◆ Document section:
———
This year’s sales volumes are well down from last year’s peak for the same month.

Sales in the December quarter were 19.0 percent higher than the September quarter, and 5.3 percent higher than the same period in 2022, reflecting the high demand for homes.”

According to the data, the current regional property upturn is not part of a wider cycle of large ups and downs.

With a median house sale price of $523,086, Port Hedland recorded the highest annual growth among WA’s nine broadly defined regional markets. The median house sale price in Bunbury increased by 9.5 per cent over the year, making it the next best performer.

Over the next two years, Townsville may have one of the strongest growth rates in Australia, according to Knight Frank Senior Partner Townsville and Mackay, Craig Stack.

Over the next two years, we expect the median sale price for existing homes to rise very strongly due to the low supply of existing homes in Townsville.

As people move to the region to work on major projects beginning in 2024, Townsville’s median house price may become one of the strongest in Australia due to an imbalance between demand and supply.

In each of the past three years, median prices have increased by five to seven percent, but growth rates might reach 10 percent next year, especially if interest rates fall.

“We expect rental growth to be high in Townsville throughout 2024 due to the high demand for employees, with many companies likely to lease housing on behalf of employees so they can fill positions.”
———
◆ Dataset content:
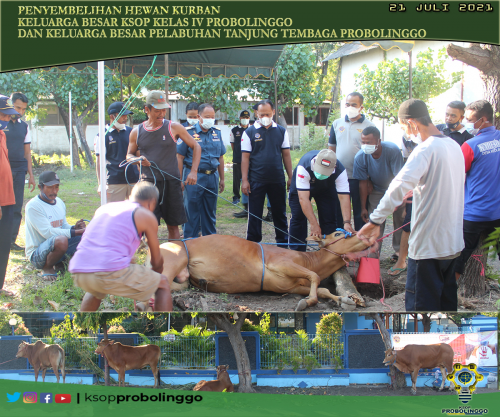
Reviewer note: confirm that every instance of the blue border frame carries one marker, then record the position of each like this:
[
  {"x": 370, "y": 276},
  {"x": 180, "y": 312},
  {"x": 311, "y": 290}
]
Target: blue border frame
[{"x": 243, "y": 334}]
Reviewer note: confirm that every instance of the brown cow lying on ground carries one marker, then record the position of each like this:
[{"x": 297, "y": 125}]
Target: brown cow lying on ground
[
  {"x": 223, "y": 382},
  {"x": 229, "y": 264},
  {"x": 42, "y": 356},
  {"x": 123, "y": 358},
  {"x": 414, "y": 357}
]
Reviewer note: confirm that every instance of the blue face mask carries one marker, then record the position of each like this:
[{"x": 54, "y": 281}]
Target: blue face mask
[{"x": 320, "y": 176}]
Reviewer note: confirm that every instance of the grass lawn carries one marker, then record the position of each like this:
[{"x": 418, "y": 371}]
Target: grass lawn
[{"x": 79, "y": 193}]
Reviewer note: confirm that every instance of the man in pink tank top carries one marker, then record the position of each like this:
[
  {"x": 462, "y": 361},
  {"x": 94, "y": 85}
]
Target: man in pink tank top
[
  {"x": 155, "y": 141},
  {"x": 101, "y": 264}
]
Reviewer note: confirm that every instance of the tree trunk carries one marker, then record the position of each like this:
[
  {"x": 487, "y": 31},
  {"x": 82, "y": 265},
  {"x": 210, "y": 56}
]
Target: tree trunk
[
  {"x": 223, "y": 321},
  {"x": 65, "y": 116},
  {"x": 486, "y": 58},
  {"x": 83, "y": 141},
  {"x": 398, "y": 379},
  {"x": 472, "y": 283},
  {"x": 345, "y": 287},
  {"x": 426, "y": 321}
]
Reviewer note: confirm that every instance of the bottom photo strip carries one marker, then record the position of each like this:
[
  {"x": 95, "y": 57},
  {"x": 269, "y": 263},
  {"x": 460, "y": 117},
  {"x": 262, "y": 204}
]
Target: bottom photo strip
[{"x": 212, "y": 362}]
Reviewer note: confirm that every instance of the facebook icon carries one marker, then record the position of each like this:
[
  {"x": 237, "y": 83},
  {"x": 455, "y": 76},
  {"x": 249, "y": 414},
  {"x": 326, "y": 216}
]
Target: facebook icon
[{"x": 45, "y": 398}]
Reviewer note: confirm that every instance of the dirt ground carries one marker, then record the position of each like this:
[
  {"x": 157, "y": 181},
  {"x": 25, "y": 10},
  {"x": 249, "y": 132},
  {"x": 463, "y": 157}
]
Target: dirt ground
[{"x": 394, "y": 287}]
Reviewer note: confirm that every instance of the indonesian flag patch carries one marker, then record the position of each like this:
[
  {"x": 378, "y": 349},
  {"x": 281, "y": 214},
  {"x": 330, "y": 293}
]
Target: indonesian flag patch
[{"x": 325, "y": 162}]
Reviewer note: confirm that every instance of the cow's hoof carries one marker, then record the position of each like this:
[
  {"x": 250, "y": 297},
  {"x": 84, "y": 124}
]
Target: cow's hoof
[{"x": 302, "y": 305}]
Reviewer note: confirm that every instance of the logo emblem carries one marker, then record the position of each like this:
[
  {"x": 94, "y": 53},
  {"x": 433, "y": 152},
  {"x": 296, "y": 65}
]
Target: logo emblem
[
  {"x": 465, "y": 378},
  {"x": 12, "y": 398},
  {"x": 45, "y": 397},
  {"x": 63, "y": 398},
  {"x": 30, "y": 397}
]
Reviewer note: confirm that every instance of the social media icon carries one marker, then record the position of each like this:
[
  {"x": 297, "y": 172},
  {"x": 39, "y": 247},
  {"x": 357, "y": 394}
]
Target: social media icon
[
  {"x": 30, "y": 397},
  {"x": 12, "y": 398},
  {"x": 45, "y": 397},
  {"x": 62, "y": 398}
]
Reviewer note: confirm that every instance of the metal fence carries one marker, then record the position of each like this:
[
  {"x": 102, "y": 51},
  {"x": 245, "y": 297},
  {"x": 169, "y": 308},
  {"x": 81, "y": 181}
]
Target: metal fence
[
  {"x": 301, "y": 351},
  {"x": 186, "y": 352},
  {"x": 79, "y": 352}
]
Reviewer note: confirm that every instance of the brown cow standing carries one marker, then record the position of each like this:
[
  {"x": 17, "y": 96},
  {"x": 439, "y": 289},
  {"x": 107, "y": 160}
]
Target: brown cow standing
[
  {"x": 223, "y": 382},
  {"x": 414, "y": 357},
  {"x": 229, "y": 264},
  {"x": 123, "y": 358},
  {"x": 42, "y": 356}
]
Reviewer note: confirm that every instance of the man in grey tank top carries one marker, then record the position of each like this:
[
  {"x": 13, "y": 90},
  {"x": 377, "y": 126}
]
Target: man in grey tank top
[{"x": 155, "y": 141}]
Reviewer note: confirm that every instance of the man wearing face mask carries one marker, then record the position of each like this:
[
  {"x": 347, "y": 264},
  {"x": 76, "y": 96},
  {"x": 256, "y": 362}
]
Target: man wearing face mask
[
  {"x": 265, "y": 148},
  {"x": 380, "y": 162},
  {"x": 235, "y": 140},
  {"x": 320, "y": 176},
  {"x": 7, "y": 197},
  {"x": 199, "y": 203},
  {"x": 155, "y": 140},
  {"x": 435, "y": 171},
  {"x": 482, "y": 184},
  {"x": 345, "y": 141},
  {"x": 119, "y": 186},
  {"x": 453, "y": 127},
  {"x": 18, "y": 145},
  {"x": 49, "y": 237}
]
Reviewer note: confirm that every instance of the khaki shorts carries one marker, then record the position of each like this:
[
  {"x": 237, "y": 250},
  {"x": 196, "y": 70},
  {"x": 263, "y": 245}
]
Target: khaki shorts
[
  {"x": 136, "y": 282},
  {"x": 118, "y": 192}
]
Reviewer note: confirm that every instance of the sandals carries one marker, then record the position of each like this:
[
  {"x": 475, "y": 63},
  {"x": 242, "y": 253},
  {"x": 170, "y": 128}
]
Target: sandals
[{"x": 395, "y": 271}]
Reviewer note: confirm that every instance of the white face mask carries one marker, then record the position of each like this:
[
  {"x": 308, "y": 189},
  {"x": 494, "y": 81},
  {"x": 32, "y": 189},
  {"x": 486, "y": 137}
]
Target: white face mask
[
  {"x": 353, "y": 112},
  {"x": 266, "y": 121},
  {"x": 119, "y": 126},
  {"x": 207, "y": 123},
  {"x": 368, "y": 149}
]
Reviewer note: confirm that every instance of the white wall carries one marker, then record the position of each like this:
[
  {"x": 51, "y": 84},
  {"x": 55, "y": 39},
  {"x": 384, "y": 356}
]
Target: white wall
[{"x": 473, "y": 86}]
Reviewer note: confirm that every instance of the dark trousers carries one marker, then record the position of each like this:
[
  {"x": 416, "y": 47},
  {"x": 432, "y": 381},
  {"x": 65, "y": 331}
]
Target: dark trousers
[
  {"x": 298, "y": 223},
  {"x": 431, "y": 285},
  {"x": 472, "y": 233},
  {"x": 236, "y": 180},
  {"x": 18, "y": 178},
  {"x": 356, "y": 206},
  {"x": 5, "y": 233},
  {"x": 276, "y": 193}
]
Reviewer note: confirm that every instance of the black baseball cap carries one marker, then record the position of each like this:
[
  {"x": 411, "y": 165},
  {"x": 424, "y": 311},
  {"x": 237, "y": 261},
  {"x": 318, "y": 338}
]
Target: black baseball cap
[
  {"x": 413, "y": 109},
  {"x": 48, "y": 178},
  {"x": 6, "y": 106},
  {"x": 117, "y": 107}
]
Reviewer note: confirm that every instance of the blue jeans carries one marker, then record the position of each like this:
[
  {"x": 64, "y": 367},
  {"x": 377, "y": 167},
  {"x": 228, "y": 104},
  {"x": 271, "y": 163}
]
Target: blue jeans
[{"x": 39, "y": 257}]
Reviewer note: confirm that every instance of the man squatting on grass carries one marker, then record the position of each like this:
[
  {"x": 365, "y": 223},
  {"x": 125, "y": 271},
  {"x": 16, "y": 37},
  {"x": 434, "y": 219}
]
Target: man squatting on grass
[{"x": 101, "y": 264}]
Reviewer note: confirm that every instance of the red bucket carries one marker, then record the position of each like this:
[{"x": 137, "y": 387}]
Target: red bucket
[{"x": 369, "y": 271}]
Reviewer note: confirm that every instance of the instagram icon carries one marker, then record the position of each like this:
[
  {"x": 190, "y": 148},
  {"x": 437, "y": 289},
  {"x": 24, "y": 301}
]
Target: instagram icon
[{"x": 30, "y": 397}]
———
◆ Task 1: Decide whether each statement agrees with the housing market text, answering yes or no and quoting the deciding words: (a) Port Hedland recorded the highest annual growth among WA's nine broadly defined regional markets; (b) the median house sale price in Bunbury rose by 5.3 per cent over the year; (c) median prices increased by 10 percent in each of the past three years.
◆ Task 2: What position does the housing market text give for Craig Stack?
◆ Task 3: From the housing market text, reproduce the stretch from "Over the next two years, we" through "homes in Townsville.".
Answer solely from the housing market text, without drawing on the data.

◆ Output 1:
(a) Yes: "Port Hedland recorded the highest annual growth among WA’s nine broadly defined regional markets."
(b) No: "The median house sale price in Bunbury increased by 9.5 per cent over the year"
(c) No: "In each of the past three years, median prices have increased by five to seven percent"

◆ Output 2: He is Knight Frank Senior Partner Townsville and Mackay.

◆ Output 3:
Over the next two years, we expect the median sale price for existing homes to rise very strongly due to the low supply of existing homes in Townsville.